# YOUR OBJECTIVE
Can you output the part of the article on the European Central Bank's emergency cash injection between "Financial Times |" and "at BNP Paribas.", inclusive, word for word?

======== EXTRACT TO READ ========

Financial Times | September 6, 2007
Ralph Atkins

The European Central Bank has injected €42.2bn into euro money markets in its latest emergency liquidity-boosting operation that came as the bank's governing council met for its monthly interest rate setting meeting.

The operation, making extra cash available for one day, followed a surge in overnight interest rates this week that has set back the ECB's hopes that conditions in money markets were normalising.

The timing appeared to make it almost impossible for the central bank to announce on Thursday that it is lifting its main interest rate. “There is little for the ECB to gain by raising rates at this point but plenty to lose,” said Ken Wattret, economist at BNP Paribas.

The ECB launched emergency liquidity boosting operations on August 9, when it injected an unprecedented €94.8bn. Until this week it had succeeded in bringing down overnight interest, and Jean-Claude Trichet, ECB president, sought to signal a return to business as normal. But a later injection into the market for three-month money failed to have the same effect and on Wednesday overnight interest rates approached the 4.7 per cent peak seen on August 9.

======== STORED DATA ========

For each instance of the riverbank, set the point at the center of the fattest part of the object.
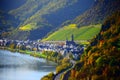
(19, 66)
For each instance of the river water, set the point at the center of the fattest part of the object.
(16, 66)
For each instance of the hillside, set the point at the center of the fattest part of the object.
(97, 13)
(101, 59)
(7, 23)
(45, 14)
(12, 4)
(83, 33)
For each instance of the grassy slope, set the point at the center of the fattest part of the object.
(83, 33)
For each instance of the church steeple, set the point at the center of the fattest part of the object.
(72, 38)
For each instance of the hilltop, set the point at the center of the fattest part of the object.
(95, 15)
(43, 16)
(101, 59)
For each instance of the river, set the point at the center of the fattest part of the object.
(16, 66)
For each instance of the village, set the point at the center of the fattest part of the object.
(64, 48)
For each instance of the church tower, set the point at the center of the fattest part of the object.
(72, 38)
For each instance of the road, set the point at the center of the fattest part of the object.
(58, 76)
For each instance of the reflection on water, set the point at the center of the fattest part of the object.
(16, 66)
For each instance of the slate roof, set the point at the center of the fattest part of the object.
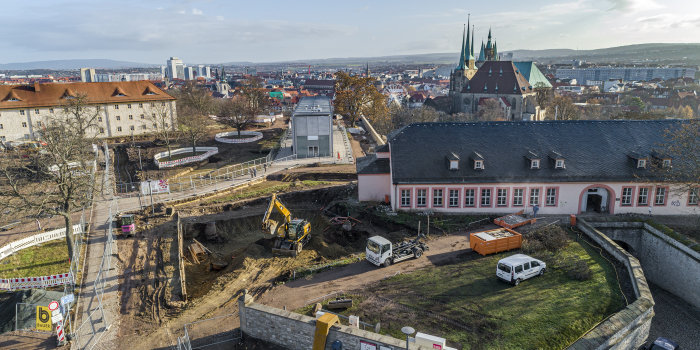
(593, 150)
(372, 165)
(533, 74)
(54, 94)
(498, 77)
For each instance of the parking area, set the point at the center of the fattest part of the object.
(675, 319)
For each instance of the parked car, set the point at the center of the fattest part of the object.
(519, 267)
(662, 343)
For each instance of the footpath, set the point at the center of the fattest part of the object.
(97, 313)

========

# RESPONSE TO THIS TASK
Financial Times | September 6, 2007
Ralph Atkins

The European Central Bank has injected €42.2bn into euro money markets in its latest emergency liquidity-boosting operation that came as the bank's governing council met for its monthly interest rate setting meeting.

The operation, making extra cash available for one day, followed a surge in overnight interest rates this week that has set back the ECB's hopes that conditions in money markets were normalising.

The timing appeared to make it almost impossible for the central bank to announce on Thursday that it is lifting its main interest rate. “There is little for the ECB to gain by raising rates at this point but plenty to lose,” said Ken Wattret, economist at BNP Paribas.